- _Assignment 1_
Answer these questions from the mercury article, labeling each answer (a), (b), or (c):
(a) Where was the swordfish shipped from?
(b) What fish are fish sticks and fast-food fish sandwiches typically made with?
(c) How many times the legal limit were the mercury levels in the tested fish?
- _Assignment 2_
Update the mercury article from "By MICHAEL HAWTHORNE" down to "the legal limit.", replacing "fillet" with "steak".
- _Assignment 3_
Does each statement agree with the mercury article? Answer yes or no, and quote the words from the article that decide it.
(a) Farm-raised salmon are high in mercury.
(b) The store where you buy fish makes no difference.
(c) The fillet in the Illinois supermarket carried government warning labels.

- _Excerpt_
---+---

Sunday January 22, 2006

Section BAYLIFE

Page 8

What Fish You Buy Is Key To Avoiding Mercury

By MICHAEL HAWTHORNE and SAM ROE

Chicago Tribune

CHICAGO - Shipped from Singapore, the swordfish entered the United States without being tested for the toxic metal mercury.

When a fillet from that fish reached a display case at a supermarket in Illinois, it carried no government warning labels, even though federal officials know swordfish often is so contaminated that young children and pregnant women should never eat it.

When tested in a Chicago Tribune investigation, the fish showed mercury levels at three times the legal limit.

Despite decades of knowing high mercury levels can cause learning disabilities in children and neurological problems for adults, the government's mercury testing, warnings and rules enforcement appear inadequate.

And while regulators have issued numerous warnings for fish caught recreationally, they have rarely done so for seafood sold in supermarkets, where most people buy their fish.

But while it makes no difference where you shop - supermarkets, health food stores and gourmet fish shops often use the same suppliers - consumers can reduce their risks by choosing to buy certain kinds of seafood.

Small or short-lived species, such as sardines, shrimp, crab and tilapia, generally have low amounts of mercury. Wild salmon, which eat plankton and small fish, are low in mercury, as are farm-raised salmon, which are fed fish meal containing little mercury.

Large predator fish, such as swordfish and shark, generally have the most mercury.

Regulators report that fish sticks and fast-food fish sandwiches, which typically are made with pollock, are low in mercury.

---+---

- _The data_

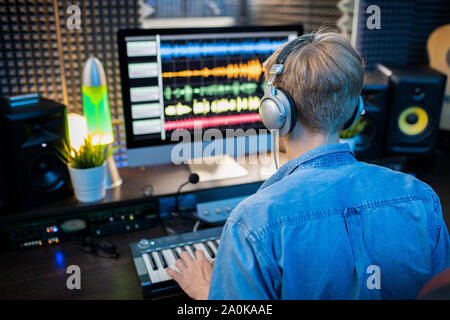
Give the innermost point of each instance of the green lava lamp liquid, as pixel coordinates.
(97, 113)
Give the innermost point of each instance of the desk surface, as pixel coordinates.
(40, 273)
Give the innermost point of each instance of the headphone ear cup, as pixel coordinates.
(356, 114)
(271, 113)
(292, 110)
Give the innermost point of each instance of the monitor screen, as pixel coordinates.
(194, 79)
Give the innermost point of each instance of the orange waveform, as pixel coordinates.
(250, 70)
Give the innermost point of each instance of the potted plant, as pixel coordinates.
(350, 135)
(87, 168)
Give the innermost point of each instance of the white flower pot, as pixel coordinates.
(350, 141)
(89, 184)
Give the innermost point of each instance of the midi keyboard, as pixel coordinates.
(152, 256)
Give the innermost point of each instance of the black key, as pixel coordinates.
(163, 261)
(208, 248)
(152, 262)
(175, 254)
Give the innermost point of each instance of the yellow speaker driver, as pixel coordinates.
(413, 120)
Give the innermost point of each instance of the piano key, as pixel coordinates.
(210, 251)
(213, 247)
(170, 258)
(154, 275)
(188, 249)
(163, 276)
(175, 253)
(200, 246)
(152, 262)
(192, 246)
(163, 261)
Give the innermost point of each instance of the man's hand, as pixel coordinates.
(194, 275)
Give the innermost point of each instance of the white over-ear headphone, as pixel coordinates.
(277, 108)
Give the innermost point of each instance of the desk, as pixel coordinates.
(40, 273)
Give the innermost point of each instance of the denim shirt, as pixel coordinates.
(326, 226)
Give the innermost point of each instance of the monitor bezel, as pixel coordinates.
(122, 34)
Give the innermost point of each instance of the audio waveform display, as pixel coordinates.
(208, 122)
(197, 49)
(251, 70)
(235, 88)
(216, 106)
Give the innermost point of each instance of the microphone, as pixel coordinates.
(193, 178)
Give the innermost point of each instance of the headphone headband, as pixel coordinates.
(277, 108)
(292, 45)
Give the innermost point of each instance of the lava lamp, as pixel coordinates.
(97, 113)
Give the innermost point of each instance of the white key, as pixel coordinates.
(200, 246)
(212, 246)
(179, 250)
(154, 276)
(162, 273)
(188, 249)
(170, 259)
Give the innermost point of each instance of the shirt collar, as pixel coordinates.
(307, 157)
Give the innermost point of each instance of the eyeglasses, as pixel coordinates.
(101, 248)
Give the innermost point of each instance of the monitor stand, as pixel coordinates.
(216, 168)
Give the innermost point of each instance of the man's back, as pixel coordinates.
(328, 227)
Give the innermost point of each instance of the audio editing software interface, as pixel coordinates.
(190, 81)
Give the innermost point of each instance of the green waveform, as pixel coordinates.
(212, 90)
(205, 106)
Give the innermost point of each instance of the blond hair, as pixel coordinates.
(324, 76)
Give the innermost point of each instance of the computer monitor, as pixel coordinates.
(200, 78)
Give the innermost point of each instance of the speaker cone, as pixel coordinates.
(46, 171)
(413, 121)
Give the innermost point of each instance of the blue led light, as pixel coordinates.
(59, 259)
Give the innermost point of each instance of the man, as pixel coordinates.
(324, 226)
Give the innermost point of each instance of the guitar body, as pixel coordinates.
(438, 47)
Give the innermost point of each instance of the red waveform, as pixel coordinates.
(208, 122)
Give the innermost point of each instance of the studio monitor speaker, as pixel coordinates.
(370, 142)
(415, 99)
(35, 174)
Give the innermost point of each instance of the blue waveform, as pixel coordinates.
(197, 49)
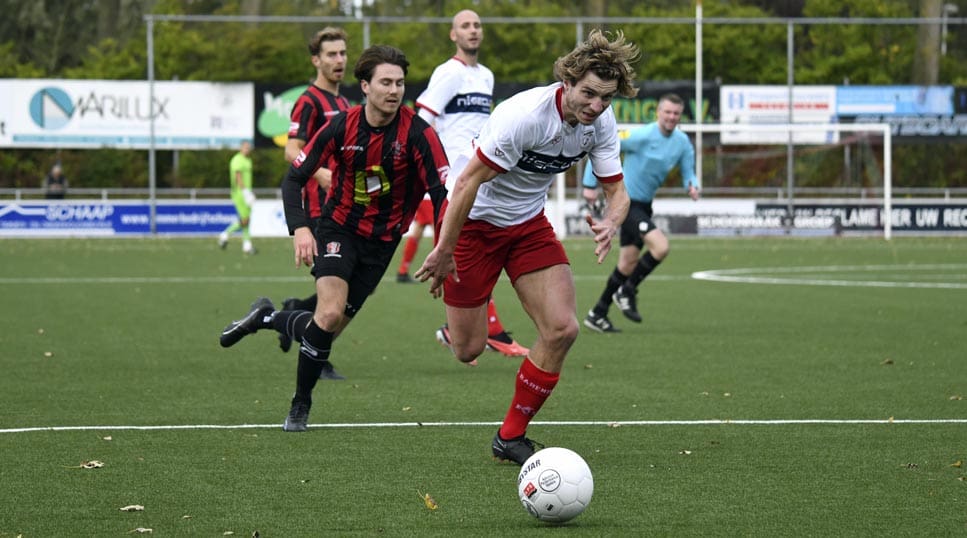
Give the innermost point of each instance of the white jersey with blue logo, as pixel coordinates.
(528, 142)
(460, 97)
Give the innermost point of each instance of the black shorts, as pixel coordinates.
(359, 261)
(637, 224)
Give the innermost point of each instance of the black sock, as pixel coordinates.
(313, 354)
(646, 264)
(614, 282)
(292, 323)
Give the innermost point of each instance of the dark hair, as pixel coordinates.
(329, 33)
(377, 55)
(672, 98)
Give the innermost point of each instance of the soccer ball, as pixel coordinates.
(555, 484)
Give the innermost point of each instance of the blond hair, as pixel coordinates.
(608, 59)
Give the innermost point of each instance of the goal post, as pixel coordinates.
(800, 134)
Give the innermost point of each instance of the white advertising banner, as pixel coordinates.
(770, 104)
(49, 113)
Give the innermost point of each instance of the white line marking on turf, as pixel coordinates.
(223, 279)
(748, 275)
(610, 423)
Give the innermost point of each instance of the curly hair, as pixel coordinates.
(608, 59)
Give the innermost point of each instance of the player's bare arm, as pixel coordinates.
(292, 148)
(607, 227)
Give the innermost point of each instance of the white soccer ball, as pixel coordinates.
(555, 484)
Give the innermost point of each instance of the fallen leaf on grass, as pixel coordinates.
(428, 501)
(93, 464)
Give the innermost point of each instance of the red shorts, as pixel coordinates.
(483, 250)
(424, 213)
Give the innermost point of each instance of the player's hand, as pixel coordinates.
(436, 267)
(603, 231)
(305, 245)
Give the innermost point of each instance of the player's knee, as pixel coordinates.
(562, 333)
(328, 319)
(467, 353)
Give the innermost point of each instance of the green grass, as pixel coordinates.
(109, 333)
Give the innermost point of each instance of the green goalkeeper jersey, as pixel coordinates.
(240, 163)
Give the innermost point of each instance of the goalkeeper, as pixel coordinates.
(240, 172)
(650, 152)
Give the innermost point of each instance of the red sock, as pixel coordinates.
(409, 252)
(494, 327)
(534, 386)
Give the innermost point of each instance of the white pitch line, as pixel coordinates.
(609, 423)
(746, 275)
(219, 279)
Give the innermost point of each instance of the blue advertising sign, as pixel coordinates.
(91, 218)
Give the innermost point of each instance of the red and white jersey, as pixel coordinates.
(460, 97)
(528, 142)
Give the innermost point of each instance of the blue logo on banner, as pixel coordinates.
(51, 108)
(112, 218)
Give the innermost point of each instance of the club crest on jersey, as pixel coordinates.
(396, 150)
(332, 250)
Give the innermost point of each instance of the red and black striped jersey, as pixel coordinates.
(314, 108)
(379, 174)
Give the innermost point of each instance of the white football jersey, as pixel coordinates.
(460, 97)
(527, 140)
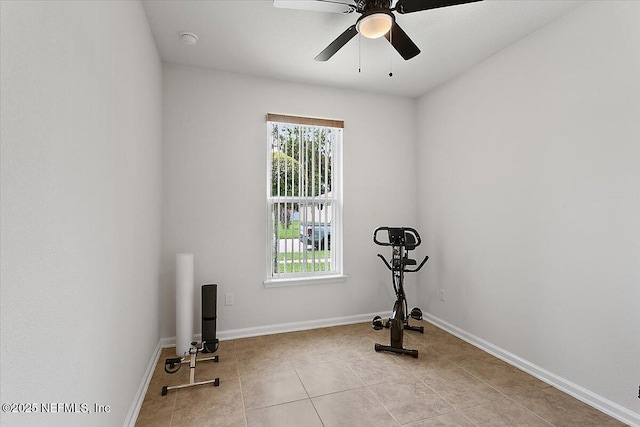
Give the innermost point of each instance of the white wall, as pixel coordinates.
(529, 187)
(81, 157)
(214, 197)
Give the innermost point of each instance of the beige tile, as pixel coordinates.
(267, 373)
(300, 413)
(156, 411)
(185, 417)
(453, 419)
(380, 367)
(257, 366)
(225, 399)
(272, 389)
(357, 407)
(460, 388)
(328, 377)
(560, 409)
(225, 368)
(410, 401)
(503, 413)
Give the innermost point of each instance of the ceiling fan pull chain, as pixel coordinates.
(391, 52)
(359, 53)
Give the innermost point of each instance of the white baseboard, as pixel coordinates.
(592, 399)
(602, 404)
(134, 410)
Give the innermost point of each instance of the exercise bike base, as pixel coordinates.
(408, 352)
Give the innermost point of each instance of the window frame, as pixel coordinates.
(315, 277)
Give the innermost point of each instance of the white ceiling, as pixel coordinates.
(253, 37)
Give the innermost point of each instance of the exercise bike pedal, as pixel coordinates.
(376, 323)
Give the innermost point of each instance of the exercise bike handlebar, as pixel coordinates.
(397, 233)
(408, 270)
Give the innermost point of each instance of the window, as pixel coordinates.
(304, 203)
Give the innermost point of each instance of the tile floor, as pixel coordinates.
(333, 377)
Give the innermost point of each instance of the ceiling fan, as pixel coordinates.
(377, 20)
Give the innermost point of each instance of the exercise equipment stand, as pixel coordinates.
(171, 363)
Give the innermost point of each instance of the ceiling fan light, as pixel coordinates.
(374, 25)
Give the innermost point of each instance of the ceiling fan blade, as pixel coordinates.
(401, 42)
(409, 6)
(335, 6)
(335, 45)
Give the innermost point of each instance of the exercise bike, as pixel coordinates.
(402, 240)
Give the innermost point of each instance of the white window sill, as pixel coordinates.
(311, 280)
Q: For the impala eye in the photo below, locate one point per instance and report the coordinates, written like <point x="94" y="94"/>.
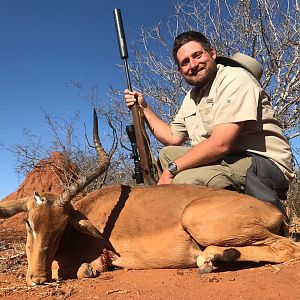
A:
<point x="27" y="224"/>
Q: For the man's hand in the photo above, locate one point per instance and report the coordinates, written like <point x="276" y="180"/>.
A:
<point x="166" y="177"/>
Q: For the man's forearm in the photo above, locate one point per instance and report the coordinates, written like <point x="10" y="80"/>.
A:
<point x="160" y="129"/>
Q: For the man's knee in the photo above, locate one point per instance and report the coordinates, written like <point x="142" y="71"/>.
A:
<point x="170" y="153"/>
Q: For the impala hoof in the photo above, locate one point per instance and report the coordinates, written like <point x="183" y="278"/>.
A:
<point x="205" y="265"/>
<point x="85" y="271"/>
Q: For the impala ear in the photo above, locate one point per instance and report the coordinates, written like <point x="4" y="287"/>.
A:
<point x="11" y="208"/>
<point x="83" y="224"/>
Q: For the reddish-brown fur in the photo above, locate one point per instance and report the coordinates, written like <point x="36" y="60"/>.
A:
<point x="168" y="226"/>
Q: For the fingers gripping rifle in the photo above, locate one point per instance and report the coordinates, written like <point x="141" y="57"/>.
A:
<point x="143" y="159"/>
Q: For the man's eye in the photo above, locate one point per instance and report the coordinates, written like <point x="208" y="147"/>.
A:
<point x="185" y="63"/>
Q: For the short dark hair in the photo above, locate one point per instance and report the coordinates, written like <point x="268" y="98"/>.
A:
<point x="189" y="36"/>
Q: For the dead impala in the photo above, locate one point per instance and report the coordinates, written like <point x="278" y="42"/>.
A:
<point x="167" y="226"/>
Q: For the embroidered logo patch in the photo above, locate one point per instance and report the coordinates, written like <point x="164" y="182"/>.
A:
<point x="210" y="101"/>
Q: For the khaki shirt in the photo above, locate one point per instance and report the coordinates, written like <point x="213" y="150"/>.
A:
<point x="235" y="96"/>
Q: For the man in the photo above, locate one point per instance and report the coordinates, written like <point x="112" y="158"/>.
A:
<point x="226" y="115"/>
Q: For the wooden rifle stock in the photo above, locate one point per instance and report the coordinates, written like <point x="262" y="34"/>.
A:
<point x="146" y="162"/>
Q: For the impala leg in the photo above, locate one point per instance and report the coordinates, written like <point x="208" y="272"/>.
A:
<point x="213" y="253"/>
<point x="97" y="266"/>
<point x="275" y="249"/>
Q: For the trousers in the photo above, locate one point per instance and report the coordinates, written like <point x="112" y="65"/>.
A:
<point x="228" y="172"/>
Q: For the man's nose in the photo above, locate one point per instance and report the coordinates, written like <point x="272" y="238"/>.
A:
<point x="193" y="63"/>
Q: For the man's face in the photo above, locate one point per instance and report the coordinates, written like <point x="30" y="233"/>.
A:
<point x="196" y="65"/>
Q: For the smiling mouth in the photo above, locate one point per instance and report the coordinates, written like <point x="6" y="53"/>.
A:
<point x="197" y="72"/>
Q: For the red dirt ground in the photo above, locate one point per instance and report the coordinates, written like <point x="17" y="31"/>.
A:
<point x="238" y="281"/>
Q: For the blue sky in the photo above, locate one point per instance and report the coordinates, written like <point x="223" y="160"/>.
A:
<point x="44" y="45"/>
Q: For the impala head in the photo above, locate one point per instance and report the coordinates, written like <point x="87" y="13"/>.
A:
<point x="47" y="216"/>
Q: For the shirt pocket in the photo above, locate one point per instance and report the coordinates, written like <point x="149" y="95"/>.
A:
<point x="206" y="116"/>
<point x="194" y="124"/>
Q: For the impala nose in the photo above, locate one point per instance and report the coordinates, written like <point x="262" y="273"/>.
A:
<point x="37" y="279"/>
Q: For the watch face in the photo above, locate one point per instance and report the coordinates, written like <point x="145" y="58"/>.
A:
<point x="172" y="167"/>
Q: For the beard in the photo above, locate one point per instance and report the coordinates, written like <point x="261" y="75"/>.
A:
<point x="202" y="76"/>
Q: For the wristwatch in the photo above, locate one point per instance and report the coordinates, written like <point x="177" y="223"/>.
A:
<point x="172" y="168"/>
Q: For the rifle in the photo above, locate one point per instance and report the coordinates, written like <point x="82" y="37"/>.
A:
<point x="145" y="165"/>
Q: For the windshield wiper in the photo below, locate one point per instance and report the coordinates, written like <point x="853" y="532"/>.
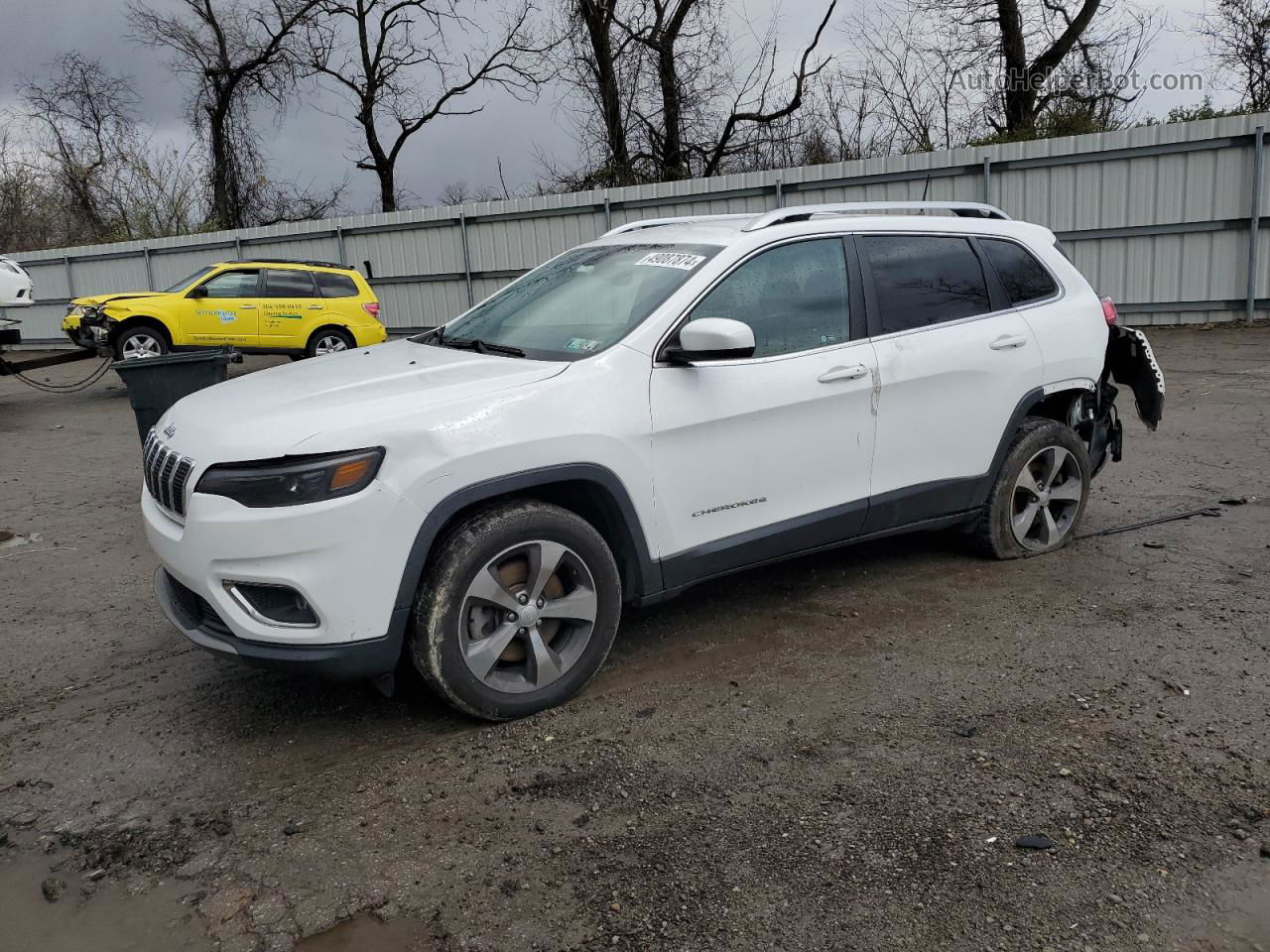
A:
<point x="480" y="347"/>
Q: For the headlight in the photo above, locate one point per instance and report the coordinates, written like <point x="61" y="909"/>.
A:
<point x="294" y="481"/>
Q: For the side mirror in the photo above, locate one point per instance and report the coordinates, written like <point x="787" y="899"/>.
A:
<point x="711" y="339"/>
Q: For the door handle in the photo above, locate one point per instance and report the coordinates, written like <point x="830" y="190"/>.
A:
<point x="853" y="372"/>
<point x="1008" y="341"/>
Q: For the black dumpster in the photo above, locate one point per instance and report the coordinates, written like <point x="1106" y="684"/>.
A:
<point x="157" y="382"/>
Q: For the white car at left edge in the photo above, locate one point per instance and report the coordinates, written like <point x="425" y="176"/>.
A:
<point x="17" y="289"/>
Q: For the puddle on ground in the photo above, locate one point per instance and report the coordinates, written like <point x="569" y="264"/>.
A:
<point x="111" y="920"/>
<point x="367" y="934"/>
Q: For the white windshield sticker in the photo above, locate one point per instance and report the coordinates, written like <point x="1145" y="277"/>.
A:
<point x="671" y="259"/>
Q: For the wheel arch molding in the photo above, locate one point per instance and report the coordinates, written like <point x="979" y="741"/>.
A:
<point x="590" y="490"/>
<point x="139" y="320"/>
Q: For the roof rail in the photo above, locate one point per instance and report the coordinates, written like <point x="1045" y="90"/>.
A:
<point x="965" y="209"/>
<point x="289" y="261"/>
<point x="657" y="222"/>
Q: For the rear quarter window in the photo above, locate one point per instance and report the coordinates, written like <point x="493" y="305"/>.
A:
<point x="1021" y="275"/>
<point x="335" y="285"/>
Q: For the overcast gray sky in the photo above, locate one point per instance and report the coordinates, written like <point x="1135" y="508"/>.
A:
<point x="313" y="145"/>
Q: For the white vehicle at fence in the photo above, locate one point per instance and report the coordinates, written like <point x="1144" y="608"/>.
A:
<point x="17" y="289"/>
<point x="674" y="402"/>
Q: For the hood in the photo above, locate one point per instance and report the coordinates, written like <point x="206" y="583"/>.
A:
<point x="116" y="296"/>
<point x="339" y="402"/>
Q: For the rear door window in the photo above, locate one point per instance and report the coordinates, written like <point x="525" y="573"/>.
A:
<point x="925" y="280"/>
<point x="335" y="285"/>
<point x="1021" y="275"/>
<point x="289" y="284"/>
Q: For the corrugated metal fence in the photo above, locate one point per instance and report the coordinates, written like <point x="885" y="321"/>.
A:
<point x="1164" y="218"/>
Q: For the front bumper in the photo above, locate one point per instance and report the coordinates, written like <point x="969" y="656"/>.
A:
<point x="199" y="622"/>
<point x="344" y="556"/>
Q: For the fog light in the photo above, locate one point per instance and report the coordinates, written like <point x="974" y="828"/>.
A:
<point x="273" y="604"/>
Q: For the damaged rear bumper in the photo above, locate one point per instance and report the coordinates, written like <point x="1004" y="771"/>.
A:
<point x="1129" y="362"/>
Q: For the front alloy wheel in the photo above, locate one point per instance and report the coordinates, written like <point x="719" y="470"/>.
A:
<point x="527" y="617"/>
<point x="517" y="611"/>
<point x="141" y="343"/>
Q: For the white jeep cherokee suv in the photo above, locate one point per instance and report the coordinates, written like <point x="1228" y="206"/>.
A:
<point x="674" y="402"/>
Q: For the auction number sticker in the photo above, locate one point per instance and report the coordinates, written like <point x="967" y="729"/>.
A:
<point x="672" y="259"/>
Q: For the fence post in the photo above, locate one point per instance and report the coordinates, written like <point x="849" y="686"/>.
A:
<point x="1255" y="221"/>
<point x="467" y="261"/>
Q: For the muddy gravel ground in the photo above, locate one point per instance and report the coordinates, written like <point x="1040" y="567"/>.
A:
<point x="834" y="753"/>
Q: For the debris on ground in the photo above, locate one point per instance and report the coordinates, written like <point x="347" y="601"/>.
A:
<point x="53" y="888"/>
<point x="1034" y="841"/>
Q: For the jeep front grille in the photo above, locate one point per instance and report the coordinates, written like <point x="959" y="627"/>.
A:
<point x="167" y="474"/>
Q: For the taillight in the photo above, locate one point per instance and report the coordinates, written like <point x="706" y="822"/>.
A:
<point x="1109" y="311"/>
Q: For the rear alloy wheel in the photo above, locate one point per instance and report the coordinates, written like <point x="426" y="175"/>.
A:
<point x="330" y="340"/>
<point x="1039" y="495"/>
<point x="140" y="341"/>
<point x="1047" y="499"/>
<point x="518" y="612"/>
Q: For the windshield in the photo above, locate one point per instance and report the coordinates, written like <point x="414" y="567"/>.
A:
<point x="580" y="302"/>
<point x="186" y="282"/>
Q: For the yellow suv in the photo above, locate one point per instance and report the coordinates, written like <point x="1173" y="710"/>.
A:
<point x="264" y="304"/>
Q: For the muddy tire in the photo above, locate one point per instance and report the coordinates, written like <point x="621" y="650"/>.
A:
<point x="516" y="612"/>
<point x="1039" y="495"/>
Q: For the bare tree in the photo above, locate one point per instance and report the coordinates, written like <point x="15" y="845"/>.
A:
<point x="1061" y="58"/>
<point x="661" y="93"/>
<point x="90" y="169"/>
<point x="393" y="60"/>
<point x="665" y="28"/>
<point x="1237" y="33"/>
<point x="460" y="191"/>
<point x="82" y="118"/>
<point x="236" y="54"/>
<point x="599" y="68"/>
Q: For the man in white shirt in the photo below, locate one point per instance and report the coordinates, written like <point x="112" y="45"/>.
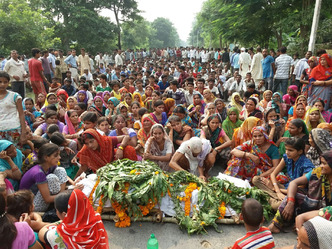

---+---

- _Task response 1_
(a) Singapore
(b) Pollock
(c) Three times

- _Task response 2_
By MICHAEL HAWTHORNE and SAM ROE

Chicago Tribune

CHICAGO - Shipped from Singapore, the swordfish entered the United States without being tested for the toxic metal mercury.

When a steak from that fish reached a display case at a supermarket in Illinois, it carried no government warning labels, even though federal officials know swordfish often is so contaminated that young children and pregnant women should never eat it.

When tested in a Chicago Tribune investigation, the fish showed mercury levels at three times the legal limit.

- _Task response 3_
(a) No: "as are farm-raised salmon, which are fed fish meal containing little mercury"
(b) Yes: "it makes no difference where you shop"
(c) No: "it carried no government warning labels"